DIRECTIONS |
Can you reproduce the material word for word, from its very start through the line that contains "<point>337,168</point>"?

[A run of records]
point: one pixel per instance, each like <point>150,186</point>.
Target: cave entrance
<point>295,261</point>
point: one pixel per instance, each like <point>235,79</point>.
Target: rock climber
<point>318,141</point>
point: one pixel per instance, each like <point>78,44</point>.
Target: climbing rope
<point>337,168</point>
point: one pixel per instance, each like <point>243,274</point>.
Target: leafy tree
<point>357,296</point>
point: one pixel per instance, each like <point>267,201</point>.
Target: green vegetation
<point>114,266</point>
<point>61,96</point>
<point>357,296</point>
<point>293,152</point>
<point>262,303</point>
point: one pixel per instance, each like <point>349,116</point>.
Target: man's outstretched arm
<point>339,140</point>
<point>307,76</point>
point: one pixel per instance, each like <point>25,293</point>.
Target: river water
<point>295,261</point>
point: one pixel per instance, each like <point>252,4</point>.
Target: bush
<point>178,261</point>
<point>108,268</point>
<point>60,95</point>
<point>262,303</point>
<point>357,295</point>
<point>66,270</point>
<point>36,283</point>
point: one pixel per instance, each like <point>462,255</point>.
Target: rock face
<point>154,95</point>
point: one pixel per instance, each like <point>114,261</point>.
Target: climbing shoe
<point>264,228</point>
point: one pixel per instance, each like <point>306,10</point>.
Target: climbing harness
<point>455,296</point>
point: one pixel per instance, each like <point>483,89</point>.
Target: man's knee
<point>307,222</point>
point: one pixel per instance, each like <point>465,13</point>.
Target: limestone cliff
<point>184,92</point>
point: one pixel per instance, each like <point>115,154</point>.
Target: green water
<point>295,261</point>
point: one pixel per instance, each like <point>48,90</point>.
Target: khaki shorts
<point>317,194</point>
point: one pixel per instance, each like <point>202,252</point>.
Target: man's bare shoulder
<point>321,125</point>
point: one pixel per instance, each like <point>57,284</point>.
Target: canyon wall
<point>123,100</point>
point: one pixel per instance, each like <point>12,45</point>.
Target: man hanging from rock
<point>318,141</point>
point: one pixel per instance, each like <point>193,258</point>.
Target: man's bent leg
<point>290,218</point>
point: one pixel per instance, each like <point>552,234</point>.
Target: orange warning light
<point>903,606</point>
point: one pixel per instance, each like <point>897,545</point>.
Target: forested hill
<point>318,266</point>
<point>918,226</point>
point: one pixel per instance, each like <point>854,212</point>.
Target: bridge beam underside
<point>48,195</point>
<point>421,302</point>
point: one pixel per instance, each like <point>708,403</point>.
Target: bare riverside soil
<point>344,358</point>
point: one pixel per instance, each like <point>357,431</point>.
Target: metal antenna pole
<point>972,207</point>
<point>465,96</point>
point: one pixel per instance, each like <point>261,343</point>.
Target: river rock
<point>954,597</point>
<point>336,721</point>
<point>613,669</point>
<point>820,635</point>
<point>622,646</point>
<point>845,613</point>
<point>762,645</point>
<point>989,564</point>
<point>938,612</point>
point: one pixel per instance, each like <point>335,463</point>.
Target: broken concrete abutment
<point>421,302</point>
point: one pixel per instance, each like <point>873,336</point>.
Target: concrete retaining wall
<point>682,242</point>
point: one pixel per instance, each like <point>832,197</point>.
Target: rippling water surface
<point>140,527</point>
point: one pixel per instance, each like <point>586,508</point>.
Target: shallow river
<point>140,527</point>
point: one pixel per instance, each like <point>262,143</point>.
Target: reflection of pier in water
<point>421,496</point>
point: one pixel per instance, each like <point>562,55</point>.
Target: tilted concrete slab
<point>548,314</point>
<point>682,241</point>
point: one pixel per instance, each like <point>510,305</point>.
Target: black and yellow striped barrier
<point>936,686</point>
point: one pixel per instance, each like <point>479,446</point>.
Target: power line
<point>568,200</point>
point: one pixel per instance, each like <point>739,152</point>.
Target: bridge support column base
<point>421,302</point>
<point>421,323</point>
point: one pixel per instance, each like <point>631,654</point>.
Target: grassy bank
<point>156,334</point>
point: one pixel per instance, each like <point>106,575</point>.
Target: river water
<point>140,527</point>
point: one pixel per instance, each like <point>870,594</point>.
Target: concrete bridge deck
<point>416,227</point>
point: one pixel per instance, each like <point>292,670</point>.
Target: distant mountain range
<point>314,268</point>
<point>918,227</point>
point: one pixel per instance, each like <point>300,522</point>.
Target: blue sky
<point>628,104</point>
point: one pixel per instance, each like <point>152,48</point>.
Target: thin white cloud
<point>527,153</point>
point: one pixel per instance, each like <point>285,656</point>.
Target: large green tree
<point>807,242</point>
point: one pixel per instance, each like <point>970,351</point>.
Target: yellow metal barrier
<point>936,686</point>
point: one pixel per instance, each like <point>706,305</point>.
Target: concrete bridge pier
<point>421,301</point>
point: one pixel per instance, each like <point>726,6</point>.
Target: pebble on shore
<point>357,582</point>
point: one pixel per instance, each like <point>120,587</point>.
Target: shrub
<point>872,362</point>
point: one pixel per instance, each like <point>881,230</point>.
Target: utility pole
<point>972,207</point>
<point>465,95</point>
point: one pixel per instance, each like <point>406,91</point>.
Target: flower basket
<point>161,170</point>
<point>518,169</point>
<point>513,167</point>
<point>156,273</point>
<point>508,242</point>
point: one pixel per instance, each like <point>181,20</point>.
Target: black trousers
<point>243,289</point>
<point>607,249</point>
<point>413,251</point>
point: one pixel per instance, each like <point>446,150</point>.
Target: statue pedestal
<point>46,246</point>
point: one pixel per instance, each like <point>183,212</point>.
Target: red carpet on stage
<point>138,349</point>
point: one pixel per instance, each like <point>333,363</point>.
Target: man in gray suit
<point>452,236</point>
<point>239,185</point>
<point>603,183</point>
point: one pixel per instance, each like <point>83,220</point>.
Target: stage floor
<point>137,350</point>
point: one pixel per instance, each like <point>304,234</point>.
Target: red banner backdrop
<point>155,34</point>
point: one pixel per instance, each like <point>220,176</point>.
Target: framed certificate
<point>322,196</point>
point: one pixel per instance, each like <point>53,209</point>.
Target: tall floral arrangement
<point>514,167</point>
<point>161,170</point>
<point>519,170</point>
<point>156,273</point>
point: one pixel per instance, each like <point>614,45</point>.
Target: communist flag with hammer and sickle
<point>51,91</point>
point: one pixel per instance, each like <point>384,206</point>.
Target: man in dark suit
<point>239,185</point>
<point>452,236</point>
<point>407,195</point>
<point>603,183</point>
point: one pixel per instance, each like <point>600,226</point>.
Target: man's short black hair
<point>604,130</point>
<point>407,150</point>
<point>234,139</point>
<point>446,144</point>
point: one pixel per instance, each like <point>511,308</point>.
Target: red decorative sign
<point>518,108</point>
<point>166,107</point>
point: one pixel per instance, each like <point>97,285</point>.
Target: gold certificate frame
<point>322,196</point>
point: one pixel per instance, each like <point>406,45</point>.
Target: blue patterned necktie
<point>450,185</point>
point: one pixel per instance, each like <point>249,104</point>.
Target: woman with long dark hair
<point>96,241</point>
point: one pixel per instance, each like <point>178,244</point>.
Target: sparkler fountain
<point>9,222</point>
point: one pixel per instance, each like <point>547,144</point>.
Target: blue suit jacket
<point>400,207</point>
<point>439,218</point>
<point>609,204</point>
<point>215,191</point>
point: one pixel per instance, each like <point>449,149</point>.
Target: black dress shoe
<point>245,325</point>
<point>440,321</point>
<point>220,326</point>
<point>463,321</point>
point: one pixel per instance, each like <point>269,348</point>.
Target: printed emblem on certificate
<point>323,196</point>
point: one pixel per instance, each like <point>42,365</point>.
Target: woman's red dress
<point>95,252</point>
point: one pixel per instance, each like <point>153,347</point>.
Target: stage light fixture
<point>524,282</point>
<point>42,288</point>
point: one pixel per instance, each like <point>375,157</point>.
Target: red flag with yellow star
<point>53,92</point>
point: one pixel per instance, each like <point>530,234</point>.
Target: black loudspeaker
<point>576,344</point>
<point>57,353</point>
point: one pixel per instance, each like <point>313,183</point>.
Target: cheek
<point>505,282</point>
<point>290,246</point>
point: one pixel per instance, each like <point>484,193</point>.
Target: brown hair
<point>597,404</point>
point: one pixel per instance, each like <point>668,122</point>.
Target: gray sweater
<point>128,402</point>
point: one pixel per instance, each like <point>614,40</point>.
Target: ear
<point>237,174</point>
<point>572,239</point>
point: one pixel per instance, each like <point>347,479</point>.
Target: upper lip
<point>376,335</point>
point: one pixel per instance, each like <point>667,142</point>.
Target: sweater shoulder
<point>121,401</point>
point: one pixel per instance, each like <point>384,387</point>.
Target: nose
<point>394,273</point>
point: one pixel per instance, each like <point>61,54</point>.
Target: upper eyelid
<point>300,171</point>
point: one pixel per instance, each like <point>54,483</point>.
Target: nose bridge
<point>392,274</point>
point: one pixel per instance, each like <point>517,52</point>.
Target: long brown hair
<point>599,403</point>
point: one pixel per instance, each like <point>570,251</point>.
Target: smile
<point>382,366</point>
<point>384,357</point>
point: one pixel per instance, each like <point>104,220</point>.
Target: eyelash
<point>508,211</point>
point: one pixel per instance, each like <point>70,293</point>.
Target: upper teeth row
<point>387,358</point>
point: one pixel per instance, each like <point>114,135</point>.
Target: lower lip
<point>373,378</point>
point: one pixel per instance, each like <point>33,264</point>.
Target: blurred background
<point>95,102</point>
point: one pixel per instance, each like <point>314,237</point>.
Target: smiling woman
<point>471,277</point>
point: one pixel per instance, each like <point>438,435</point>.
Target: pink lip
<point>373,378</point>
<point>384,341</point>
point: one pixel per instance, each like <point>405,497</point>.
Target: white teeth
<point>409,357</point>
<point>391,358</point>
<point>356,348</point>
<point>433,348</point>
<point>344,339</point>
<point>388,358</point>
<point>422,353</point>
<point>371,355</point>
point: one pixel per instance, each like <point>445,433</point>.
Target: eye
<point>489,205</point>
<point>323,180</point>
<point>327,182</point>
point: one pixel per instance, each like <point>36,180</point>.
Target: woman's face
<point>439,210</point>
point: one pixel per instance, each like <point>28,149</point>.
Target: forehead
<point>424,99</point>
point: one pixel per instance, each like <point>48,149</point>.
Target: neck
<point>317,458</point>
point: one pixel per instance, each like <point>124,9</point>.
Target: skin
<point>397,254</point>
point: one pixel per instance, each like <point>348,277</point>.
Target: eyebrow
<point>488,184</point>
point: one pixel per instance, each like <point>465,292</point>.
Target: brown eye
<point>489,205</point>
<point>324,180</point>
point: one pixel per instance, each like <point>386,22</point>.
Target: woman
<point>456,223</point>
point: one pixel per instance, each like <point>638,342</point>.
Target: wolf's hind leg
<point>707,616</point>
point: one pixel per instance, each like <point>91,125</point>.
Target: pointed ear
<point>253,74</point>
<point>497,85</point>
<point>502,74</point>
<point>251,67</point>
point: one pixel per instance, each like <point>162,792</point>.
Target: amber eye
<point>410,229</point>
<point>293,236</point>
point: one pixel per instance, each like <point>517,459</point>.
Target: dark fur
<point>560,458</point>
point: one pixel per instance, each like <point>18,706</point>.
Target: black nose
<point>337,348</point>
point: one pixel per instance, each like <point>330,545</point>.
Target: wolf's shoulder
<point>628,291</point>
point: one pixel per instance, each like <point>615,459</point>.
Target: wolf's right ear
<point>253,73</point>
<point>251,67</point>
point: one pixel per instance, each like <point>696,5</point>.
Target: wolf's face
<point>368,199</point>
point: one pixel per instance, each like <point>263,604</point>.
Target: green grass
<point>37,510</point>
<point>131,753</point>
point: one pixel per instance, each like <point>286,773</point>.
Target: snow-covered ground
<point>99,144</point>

FULL RESPONSE |
point: one pixel per instance, each like <point>150,186</point>.
Target: cave entrance
<point>295,261</point>
point: one pixel per instance, each like <point>235,79</point>.
Target: rock climber
<point>318,141</point>
point: one pixel per instance, each like <point>78,44</point>.
Target: climbing rope
<point>337,168</point>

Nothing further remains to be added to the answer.